- YOUR TASK -
Set out the listing below as a Markdown table with the columns "No." and "Entry", numbering each line in order and skipping blank lines. Leave the pictures out of your answer.

- EXERCISE DATA -

══════════

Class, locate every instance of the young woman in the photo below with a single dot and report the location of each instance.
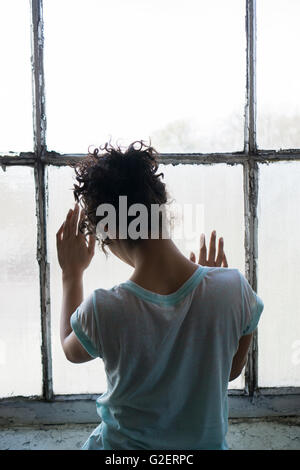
(172, 336)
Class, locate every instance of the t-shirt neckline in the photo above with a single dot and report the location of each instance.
(166, 299)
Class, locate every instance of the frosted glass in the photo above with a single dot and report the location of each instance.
(279, 274)
(15, 78)
(173, 71)
(278, 74)
(219, 189)
(20, 332)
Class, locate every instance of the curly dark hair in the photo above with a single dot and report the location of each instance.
(107, 173)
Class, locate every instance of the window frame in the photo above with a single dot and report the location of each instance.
(267, 401)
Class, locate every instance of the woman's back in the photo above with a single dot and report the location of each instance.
(167, 359)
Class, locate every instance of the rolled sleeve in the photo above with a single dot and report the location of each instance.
(84, 324)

══════════

- COMPLETE OUTPUT -
| No. | Entry |
|---|---|
| 1 | Class, locate every instance of the young woman in the photo below with a single dot and report the location of each instance. |
| 2 | (172, 336) |
| 3 | Class, locate every instance of the t-shirt neckline in the photo above with a single dot and report the location of each instance. |
| 4 | (166, 299) |
| 5 | Class, locate every instance of the frosted glass in the photo above with a single dot and report the location of each instance. |
| 6 | (279, 274) |
| 7 | (15, 78) |
| 8 | (173, 71) |
| 9 | (278, 74) |
| 10 | (219, 189) |
| 11 | (20, 332) |
| 12 | Class, locate every instance of the curly dark hair in the photo above with a single dot and report the location of each instance. |
| 13 | (107, 173) |
| 14 | Class, locate every instance of the window frame in the photo above with a single dot and report the location of each instance. |
| 15 | (267, 401) |
| 16 | Class, locate every instance of the woman's back in the photo above with a single dot and report the location of each instance. |
| 17 | (167, 359) |
| 18 | Class, locate every instance of the rolled sleeve in the photo above with a single dot and report the location of each instance. |
| 19 | (84, 324) |